## Given request a:
Pick out every line of the records that contains the word "Trace", and copy each of those lines. Match case exactly.

## Reading text:

§ §

In the early 1900s, America was in the ascendency and captains
of industry like the DuPonts, the Astors, and the Rockefellers celebrated by
emulating the tastes and customs of British aristocracy. Richmond was no exception to this trend, and by
the late 1920s a solidly Anglophile culture was drawn to a development west of
Richmond named Windsor Farms.
In contrast to the grand homes being built around the turn
of the century, these wealthy Richmonders felt the Colonial Revival and Tudor
revival styles so popular on Monument Avenue were only poor imitations the genuine
architecture of the past. They wanted
something even more true to the English ideal, something real.
Ambassador Alexander Wedell and his next-door neighbor,
Thomas C. Williams, Jr. took authenticity to its utmost expression in Windsor
Farms. It was termed Richmond’s first
planned community and the first that acknowledged the ascendency of automobile
culture in the design of the subdivision.
Windsor Farms, with its village green, brick sidewalks, and bucolic
vistas was designed as an English town, beefed up to American standards but
still evocative of village life as seen through the rosy lenses of its residents.
An illustration of the
original Anne Hathaway cottage in England, from the Windsor Farms magazine,
“The Black Swan,” February 1928.
Not content with modern houses made of modern materials,
Wedell and Williams both went to England and bought entire buildings constructed
hundreds of years before, and from these materials created the Weddells’
Virginia House and Williams’ Agecroft Hall.
Large sections of centuries-old English homes were reassembled within
sight of each other on Sulgrave Road to create these estates, and each house
stood in a Charles Gillette-designed formal garden.
Gillette (1886-1969), termed the father of the “Virginia
Garden,” drew on the same nostalgia for Britain that fueled the expense and
style of the two reconstructed English manor houses in Windsor Farms. With his palate of brick and slate hardscapes
punctuated by well-chosen plantings, Gillette was the perfect landscape
architect to design the English-ish setting for these two unusual homes.

§ §

## Given request b:
According to the Windsor Farms text, who designed the formal gardens around Virginia House and Agecroft Hall?

(Records from a data source)
§ §

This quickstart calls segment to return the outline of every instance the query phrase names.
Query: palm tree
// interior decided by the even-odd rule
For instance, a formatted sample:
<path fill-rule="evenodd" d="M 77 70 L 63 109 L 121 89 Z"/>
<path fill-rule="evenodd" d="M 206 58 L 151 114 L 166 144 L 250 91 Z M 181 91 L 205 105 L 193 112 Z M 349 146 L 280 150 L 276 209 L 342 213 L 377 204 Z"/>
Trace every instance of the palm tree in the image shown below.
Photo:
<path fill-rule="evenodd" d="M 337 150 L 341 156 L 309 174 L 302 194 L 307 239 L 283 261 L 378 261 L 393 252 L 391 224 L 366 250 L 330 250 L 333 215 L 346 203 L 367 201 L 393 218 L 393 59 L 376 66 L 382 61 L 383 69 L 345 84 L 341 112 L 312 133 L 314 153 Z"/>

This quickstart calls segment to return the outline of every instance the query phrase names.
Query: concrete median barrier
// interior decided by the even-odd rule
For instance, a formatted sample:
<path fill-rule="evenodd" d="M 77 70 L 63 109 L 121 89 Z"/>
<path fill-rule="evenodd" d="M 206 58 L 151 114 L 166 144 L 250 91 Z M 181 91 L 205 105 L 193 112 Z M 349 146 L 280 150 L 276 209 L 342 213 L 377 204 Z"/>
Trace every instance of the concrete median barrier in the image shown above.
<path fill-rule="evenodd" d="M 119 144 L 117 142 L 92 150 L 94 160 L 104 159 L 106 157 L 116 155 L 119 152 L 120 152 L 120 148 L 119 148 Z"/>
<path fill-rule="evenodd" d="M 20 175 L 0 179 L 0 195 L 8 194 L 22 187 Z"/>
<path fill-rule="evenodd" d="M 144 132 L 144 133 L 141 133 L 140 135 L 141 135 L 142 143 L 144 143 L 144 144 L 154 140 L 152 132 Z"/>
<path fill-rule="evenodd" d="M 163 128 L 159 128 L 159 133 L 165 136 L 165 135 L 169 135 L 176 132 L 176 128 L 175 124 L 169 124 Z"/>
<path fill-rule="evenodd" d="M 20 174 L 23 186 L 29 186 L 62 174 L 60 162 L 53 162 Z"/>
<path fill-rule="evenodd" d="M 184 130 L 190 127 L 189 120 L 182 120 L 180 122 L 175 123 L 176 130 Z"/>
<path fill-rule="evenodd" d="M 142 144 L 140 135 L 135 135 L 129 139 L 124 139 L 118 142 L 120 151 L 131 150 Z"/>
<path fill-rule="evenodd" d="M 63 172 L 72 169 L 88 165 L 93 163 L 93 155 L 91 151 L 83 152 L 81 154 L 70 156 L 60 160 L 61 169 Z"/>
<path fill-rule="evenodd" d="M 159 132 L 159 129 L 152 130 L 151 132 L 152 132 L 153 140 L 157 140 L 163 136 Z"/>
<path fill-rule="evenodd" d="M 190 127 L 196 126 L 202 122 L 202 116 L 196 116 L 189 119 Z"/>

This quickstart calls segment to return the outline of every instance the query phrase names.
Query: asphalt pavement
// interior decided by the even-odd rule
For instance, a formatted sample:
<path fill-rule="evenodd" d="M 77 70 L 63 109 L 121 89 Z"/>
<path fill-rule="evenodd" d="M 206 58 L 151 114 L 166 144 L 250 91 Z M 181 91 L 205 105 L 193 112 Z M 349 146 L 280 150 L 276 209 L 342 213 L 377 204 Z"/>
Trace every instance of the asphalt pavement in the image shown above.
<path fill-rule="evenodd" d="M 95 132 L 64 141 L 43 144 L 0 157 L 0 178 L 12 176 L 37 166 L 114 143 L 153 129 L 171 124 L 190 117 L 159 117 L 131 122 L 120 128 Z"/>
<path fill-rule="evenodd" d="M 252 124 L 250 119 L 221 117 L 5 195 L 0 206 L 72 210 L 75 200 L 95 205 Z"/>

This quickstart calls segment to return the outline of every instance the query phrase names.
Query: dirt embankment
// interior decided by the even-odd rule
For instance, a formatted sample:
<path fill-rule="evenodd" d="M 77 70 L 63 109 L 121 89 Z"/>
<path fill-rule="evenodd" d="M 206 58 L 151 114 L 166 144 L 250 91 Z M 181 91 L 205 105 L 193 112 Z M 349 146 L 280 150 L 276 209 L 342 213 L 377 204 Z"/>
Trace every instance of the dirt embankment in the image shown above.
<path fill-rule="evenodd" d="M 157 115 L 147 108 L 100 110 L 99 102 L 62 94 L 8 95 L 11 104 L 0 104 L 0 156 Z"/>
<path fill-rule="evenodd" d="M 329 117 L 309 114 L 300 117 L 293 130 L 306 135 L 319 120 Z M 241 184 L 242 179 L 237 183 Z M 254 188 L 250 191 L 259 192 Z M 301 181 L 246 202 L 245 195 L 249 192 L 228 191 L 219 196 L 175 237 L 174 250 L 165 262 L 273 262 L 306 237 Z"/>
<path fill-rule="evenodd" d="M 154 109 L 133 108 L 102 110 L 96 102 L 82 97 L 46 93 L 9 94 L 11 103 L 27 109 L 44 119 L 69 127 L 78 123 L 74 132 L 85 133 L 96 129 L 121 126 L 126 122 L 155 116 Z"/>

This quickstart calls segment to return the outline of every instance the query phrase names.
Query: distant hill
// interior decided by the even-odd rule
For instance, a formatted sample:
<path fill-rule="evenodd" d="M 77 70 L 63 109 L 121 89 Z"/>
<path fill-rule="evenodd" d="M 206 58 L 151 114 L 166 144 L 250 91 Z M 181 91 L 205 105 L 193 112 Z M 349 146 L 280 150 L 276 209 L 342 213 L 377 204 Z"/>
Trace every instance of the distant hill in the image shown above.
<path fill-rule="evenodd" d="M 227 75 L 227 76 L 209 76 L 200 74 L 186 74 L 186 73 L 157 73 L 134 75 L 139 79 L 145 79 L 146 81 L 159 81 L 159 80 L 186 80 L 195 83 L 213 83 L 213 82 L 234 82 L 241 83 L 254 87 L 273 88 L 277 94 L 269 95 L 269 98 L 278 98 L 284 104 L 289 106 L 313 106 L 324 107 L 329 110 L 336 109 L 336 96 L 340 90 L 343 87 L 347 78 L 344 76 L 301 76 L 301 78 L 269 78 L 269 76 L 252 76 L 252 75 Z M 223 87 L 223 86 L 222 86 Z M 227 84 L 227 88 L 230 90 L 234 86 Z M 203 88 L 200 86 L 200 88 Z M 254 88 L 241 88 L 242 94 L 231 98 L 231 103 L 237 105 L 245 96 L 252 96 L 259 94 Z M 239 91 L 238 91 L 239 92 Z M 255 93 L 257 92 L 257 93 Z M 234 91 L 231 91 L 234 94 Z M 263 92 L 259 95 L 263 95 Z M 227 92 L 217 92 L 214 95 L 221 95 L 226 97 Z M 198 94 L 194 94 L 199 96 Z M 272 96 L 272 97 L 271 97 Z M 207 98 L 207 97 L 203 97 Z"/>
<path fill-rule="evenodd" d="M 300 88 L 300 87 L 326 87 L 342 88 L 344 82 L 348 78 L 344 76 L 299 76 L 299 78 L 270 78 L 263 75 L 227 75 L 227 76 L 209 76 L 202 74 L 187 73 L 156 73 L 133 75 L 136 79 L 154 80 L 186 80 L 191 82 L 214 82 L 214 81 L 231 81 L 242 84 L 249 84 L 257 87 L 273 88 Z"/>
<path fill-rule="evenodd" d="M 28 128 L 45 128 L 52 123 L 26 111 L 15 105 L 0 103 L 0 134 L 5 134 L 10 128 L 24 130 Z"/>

§ §

## Worked answer a:
Trace every instance of the palm tree in the image shown below.
Trace every instance of the concrete median barrier in the image shown above.
Trace every instance of the asphalt pavement in the image shown above.
Trace every instance of the dirt embankment in the image shown above.
Trace every instance of the distant hill in the image shown above.

## Worked answer b:
Charles Gillette